The state’s public schools reported 73 students disciplined for sexual assault in 2022, compared to 12 in 2021 and 71 in 2019.

Schools with the highest number of disciplined students from 2013-2022 include:

  • Durfee High School In Fall River (14)
  • Washington Irving Middle School In Boston (13)
  • John Reid Middle School In Pittsfield (12)
  • James Timility Middle School In Boston (12)
  • Breed Middle School In Lynn (9)
  • Boston Green Academy Horace Mann Charter School (9)
  • Maria Weston Chapman Middle School In Weymouth (8)

Public school districts with the highest number of disciplined students from 2013-2022 include:

  • Boston (131)
  • Fall River (25)
  • Springfield (24)
  • Pittsfield (21)
  • Lowell (21)
  • Lynn (19)
  • Lawrence (18)
  • Methuen (17)
  • Weymouth (15)
  • Haverhill (15)

We reached out to a dozen school officials in northeastern Massachusetts districts – from Boston to Haverhill – to ask how they address student-on-student sexual assaults. Those officials either declined comment or did not respond to our request for an interview.

DOZENS OF REPORTS OF STUDENT SEXUAL MISCONDUCT

Mandated reporters, including school officials, are required under state law to file what are known as 51As as soon as they hear of suspected abuse or neglect.

Students also have federal constitutional rights to a school environment free from sexual harassment and discrimination – under what is known as Title IX.

25 Investigates submitted hundreds of records requests to schools and police agencies statewide, as we sought numbers and reports of sexual violence and misconduct in schools over the past five years.

Those agencies widely rejected our requests for data on educator abuse.

School districts and police departments often did not provide records in response to our requests for data on student-on-student or educator sexual assaults: Boston Public Schools, for example, said it does not record instances of sexual assault.

But dozens of school districts and police departments did provide 25 Investigates with redacted reports of student-on-student sexual misconduct.

Incidents ranged from a student being sexually assaulted on a school van, to another student raped in a school bathroom.

In 2019, Norfolk police investigated an alleged sexual assault involving two students on a school van for special education students.

“After viewing the video, it was evident that… actions were more than explorations,” reads the police report.

The officer said due to their training and experience, they asked the school if they had “any suspicion” concerning the alleged perpetrator’s family.

◇ ◇ ◇

What to do: Please explain, using the school sexual assault report, why the Norfolk officer asked the school whether it had "any suspicion" about the alleged perpetrator's family. The data that comes next isn't needed for this task.

Dataset section:
◇ ◇ ◇

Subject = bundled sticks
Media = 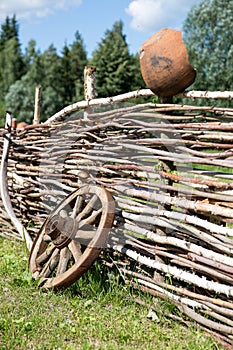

◇ ◇ ◇

Correct result: The officer asked because of their training and experience. That question came after the police reviewed the video of the alleged assault on the special education school van.